[prev in list] [next in list] [prev in thread] [next in thread] 

List:       koffice-devel
Subject:    Fwd: koffice-devel post from erics@cs.kun.nl requires approval
From:       David Faure <faure () kde ! org>
Date:       2003-10-14 16:02:47
[Download RAW message or body]

Hello Mr Schabell,

Thank you for your e-mail and your interest in document conversion.
For information, KOffice plans to switch to the OpenOffice file format once
KOffice-1.3 is out (i.e. NOT for 1.3, but for the next release after that).
This should reduce the amount of necessary file formats to support a little bit :)

On the other hand, several of the existing KOffice filters could probably be
very useful to your project.

David.

----------------------------------------------------------------------------------------


Forwarded message from: "drs. Eric D. Schabell" <erics@cs.kun.nl>  (PRONIR)
To: Abiword project <F.J.Franklin@shef.ac.uk>, Open Office project \
<discuss@openoffice.org>, KOffice project <koffice@mail.kde.org>, KOffice devel \
<koffice-devel@mail.kde.org>, JXTA discussion mailinglists <discuss@jxta.org>, Google \
Api project <api-support@google.com>, hans.bossenbroek@luminis.nl, p.jones@edmond.nl, \
erica@wizwise.nl, woody@dstc.edu.au, andrewg@dstc.edu.au, sparky@cs.kun.nl, \
                PRONIR@NIC.SURFNET.NL, Mark@Overmeer.net, hoppie@uvt.nl
CC: pronir-conversion@cs.kun.nl
Date: Today 15:54:23

Hello everyone,

As lead developer on the PRONIR Document Conversion project I wanted to get
back to you on our progress with regards to our research in the area of
document conversion. This is practical research, with regards to producing a
usable tool and easy to use API interface for external access from existing
projects.

SOURCE MATERIAL »
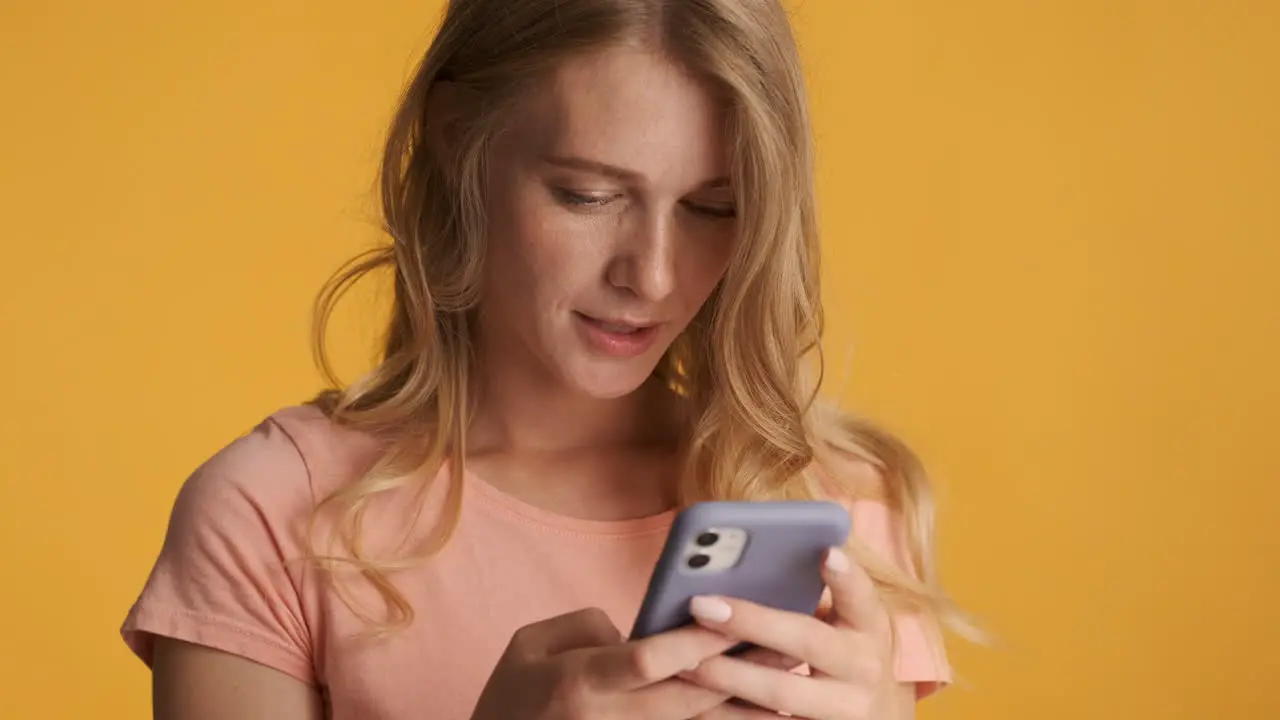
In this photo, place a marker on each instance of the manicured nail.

PARTS OF THE EXERCISE »
1. Write out the stretch of the email from "For information, KOffice" through "release after that)." again, swapping "OpenOffice" for "OpenDocument".
2. Translate this sentence from the KOffice email into German: "On the other hand, several of the existing KOffice filters could probably be very useful to your project."

COMPLETED EXERCISE »
1.
For information, KOffice plans to switch to the OpenDocument file format once
KOffice-1.3 is out (i.e. NOT for 1.3, but for the next release after that).

2. Andererseits könnten mehrere der vorhandenen KOffice-Filter für Ihr Projekt wahrscheinlich sehr nützlich sein.